**Excerpts of bounding box data**.
— Begin —
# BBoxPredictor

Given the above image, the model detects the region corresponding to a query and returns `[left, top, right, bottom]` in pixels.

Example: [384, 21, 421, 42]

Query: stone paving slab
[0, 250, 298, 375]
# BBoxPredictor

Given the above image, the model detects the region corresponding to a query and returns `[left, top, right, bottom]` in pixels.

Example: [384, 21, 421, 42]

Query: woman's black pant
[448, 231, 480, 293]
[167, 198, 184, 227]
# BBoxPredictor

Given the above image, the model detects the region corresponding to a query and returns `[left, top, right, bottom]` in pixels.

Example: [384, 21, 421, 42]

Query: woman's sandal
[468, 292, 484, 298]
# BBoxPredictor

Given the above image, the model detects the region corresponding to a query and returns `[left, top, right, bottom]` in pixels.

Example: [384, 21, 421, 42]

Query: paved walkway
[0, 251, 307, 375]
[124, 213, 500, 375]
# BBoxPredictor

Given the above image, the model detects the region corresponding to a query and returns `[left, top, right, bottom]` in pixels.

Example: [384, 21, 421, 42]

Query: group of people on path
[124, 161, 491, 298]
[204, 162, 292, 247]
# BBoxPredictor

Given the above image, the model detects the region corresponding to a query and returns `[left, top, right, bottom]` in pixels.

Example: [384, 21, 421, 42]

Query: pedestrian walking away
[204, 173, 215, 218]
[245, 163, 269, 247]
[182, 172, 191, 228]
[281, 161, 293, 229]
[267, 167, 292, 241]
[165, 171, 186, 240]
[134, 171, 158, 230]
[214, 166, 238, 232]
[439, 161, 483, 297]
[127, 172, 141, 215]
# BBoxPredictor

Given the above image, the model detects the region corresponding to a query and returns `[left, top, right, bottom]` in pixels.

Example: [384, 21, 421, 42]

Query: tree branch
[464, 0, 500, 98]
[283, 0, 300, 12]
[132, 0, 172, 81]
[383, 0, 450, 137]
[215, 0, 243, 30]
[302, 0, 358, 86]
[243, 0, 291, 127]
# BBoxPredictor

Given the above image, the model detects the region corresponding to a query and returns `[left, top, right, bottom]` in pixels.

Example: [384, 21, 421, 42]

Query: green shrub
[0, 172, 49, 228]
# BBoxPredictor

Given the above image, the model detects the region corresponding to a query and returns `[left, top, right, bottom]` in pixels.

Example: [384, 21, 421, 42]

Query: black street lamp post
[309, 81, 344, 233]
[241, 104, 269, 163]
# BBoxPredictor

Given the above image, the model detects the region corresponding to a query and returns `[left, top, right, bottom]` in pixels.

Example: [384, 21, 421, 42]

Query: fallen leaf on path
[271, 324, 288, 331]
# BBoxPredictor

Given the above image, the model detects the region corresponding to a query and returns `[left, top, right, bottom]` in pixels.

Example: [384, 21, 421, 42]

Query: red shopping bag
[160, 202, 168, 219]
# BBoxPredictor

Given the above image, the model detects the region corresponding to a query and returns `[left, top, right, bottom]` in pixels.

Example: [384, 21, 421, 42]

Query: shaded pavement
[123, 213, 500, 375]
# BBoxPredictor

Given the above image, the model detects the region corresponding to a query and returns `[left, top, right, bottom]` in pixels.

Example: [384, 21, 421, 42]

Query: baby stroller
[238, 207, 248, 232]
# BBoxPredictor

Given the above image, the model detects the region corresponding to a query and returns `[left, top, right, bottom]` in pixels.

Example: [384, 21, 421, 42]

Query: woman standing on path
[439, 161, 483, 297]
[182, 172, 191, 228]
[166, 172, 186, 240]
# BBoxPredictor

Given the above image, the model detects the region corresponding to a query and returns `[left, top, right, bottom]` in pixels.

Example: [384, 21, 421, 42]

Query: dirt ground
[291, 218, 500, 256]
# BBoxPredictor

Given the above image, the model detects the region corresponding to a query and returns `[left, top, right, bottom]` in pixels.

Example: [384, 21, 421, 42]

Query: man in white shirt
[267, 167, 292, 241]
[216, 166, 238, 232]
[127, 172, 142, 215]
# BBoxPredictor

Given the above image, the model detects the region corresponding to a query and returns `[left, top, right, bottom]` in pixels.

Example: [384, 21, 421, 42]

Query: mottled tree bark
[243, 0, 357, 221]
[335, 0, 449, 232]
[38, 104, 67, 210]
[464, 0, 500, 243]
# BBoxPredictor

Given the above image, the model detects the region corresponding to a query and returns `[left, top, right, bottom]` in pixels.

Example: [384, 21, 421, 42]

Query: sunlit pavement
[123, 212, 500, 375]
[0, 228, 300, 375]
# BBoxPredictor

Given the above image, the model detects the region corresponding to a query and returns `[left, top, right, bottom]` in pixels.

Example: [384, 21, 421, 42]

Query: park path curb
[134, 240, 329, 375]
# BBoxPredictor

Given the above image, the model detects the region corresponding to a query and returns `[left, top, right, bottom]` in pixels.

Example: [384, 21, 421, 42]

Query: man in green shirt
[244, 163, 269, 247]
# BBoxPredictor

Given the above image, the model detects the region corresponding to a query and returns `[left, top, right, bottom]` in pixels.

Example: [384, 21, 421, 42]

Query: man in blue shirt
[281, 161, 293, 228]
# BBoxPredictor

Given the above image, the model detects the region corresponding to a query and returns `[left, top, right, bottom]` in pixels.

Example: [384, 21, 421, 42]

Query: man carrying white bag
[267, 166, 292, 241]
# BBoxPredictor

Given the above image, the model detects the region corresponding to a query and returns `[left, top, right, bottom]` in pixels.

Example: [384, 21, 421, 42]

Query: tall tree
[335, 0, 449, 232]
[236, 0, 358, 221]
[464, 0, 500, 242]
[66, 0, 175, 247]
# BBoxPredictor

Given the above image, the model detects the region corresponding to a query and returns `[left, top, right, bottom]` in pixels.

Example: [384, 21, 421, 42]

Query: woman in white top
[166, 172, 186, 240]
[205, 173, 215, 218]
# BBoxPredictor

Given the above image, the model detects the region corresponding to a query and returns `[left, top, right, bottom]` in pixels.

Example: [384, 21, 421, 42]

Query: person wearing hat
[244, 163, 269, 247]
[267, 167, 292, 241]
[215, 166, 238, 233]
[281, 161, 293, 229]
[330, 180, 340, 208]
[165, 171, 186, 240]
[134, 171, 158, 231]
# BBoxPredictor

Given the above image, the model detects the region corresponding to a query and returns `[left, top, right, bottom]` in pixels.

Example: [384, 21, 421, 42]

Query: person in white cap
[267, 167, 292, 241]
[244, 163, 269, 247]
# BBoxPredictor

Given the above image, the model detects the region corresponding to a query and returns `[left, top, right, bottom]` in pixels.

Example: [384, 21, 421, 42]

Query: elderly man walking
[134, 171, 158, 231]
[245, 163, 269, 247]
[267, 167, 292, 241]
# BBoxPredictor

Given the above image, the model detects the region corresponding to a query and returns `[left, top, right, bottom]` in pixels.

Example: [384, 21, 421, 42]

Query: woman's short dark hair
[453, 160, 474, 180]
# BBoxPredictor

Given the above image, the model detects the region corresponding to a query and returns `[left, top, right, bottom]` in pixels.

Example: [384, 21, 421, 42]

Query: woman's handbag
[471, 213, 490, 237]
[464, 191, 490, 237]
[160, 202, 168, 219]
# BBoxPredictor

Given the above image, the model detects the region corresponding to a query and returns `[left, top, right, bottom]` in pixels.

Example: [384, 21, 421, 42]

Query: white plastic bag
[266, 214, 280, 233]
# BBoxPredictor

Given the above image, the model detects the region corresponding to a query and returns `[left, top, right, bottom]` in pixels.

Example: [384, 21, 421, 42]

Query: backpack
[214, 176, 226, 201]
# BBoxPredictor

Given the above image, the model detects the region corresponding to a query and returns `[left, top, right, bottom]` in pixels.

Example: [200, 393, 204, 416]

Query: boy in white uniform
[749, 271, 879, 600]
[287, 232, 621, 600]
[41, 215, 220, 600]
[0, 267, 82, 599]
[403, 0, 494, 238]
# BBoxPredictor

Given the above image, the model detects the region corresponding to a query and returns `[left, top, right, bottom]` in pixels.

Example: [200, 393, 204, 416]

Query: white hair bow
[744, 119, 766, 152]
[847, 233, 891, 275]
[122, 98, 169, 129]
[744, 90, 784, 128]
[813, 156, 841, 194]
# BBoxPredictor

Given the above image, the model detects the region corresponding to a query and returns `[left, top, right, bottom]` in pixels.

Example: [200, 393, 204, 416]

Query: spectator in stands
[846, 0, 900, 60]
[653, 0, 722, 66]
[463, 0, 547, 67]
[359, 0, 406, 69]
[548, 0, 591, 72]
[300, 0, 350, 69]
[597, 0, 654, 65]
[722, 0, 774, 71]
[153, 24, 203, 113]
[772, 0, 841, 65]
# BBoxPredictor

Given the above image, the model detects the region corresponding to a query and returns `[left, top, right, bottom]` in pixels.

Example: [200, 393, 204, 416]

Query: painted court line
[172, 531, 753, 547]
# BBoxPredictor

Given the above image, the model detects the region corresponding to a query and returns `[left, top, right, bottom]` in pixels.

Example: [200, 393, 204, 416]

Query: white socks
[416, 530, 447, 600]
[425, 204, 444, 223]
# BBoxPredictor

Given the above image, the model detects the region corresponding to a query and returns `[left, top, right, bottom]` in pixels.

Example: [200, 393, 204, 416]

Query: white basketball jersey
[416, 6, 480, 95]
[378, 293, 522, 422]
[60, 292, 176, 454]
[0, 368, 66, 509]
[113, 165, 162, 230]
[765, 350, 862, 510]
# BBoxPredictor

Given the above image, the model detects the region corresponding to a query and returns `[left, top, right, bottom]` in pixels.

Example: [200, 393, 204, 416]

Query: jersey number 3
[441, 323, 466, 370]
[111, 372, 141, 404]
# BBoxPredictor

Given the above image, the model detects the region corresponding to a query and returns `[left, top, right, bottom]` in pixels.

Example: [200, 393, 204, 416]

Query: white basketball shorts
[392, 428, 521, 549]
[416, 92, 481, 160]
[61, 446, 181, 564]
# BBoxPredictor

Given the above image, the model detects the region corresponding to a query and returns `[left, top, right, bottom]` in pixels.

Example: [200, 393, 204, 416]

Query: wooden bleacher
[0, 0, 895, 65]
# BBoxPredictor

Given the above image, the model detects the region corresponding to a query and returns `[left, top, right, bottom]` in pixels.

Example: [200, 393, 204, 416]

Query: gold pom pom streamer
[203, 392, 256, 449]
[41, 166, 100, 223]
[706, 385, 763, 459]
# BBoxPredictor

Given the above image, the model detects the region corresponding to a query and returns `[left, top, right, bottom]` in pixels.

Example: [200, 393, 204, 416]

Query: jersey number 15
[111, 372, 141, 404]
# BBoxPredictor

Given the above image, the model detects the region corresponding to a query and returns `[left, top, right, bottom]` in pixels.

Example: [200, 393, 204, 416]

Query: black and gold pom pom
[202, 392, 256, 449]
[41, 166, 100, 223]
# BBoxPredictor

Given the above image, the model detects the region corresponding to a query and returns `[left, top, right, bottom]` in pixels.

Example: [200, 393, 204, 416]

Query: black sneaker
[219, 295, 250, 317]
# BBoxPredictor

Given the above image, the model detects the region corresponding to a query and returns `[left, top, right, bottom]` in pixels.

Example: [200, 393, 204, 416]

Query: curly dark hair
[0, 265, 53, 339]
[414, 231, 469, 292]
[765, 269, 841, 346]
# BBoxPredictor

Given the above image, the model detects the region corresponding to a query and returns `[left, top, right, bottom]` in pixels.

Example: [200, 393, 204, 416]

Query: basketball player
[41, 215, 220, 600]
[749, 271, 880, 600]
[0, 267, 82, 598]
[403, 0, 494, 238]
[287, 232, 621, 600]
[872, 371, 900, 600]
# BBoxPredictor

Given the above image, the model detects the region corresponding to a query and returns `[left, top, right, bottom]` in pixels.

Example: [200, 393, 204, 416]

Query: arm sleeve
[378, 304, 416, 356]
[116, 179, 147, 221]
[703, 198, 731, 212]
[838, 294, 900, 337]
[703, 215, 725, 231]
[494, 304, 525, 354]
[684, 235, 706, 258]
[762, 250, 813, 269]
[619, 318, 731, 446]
— End —
**Instructions for the task**.
Return every line of the items above that contains the word "hair". Uppercase and lowercase letters count as different.

**Solution to this task**.
Query: woman's short dark hair
Query: white hair bow
Query: curly dark hair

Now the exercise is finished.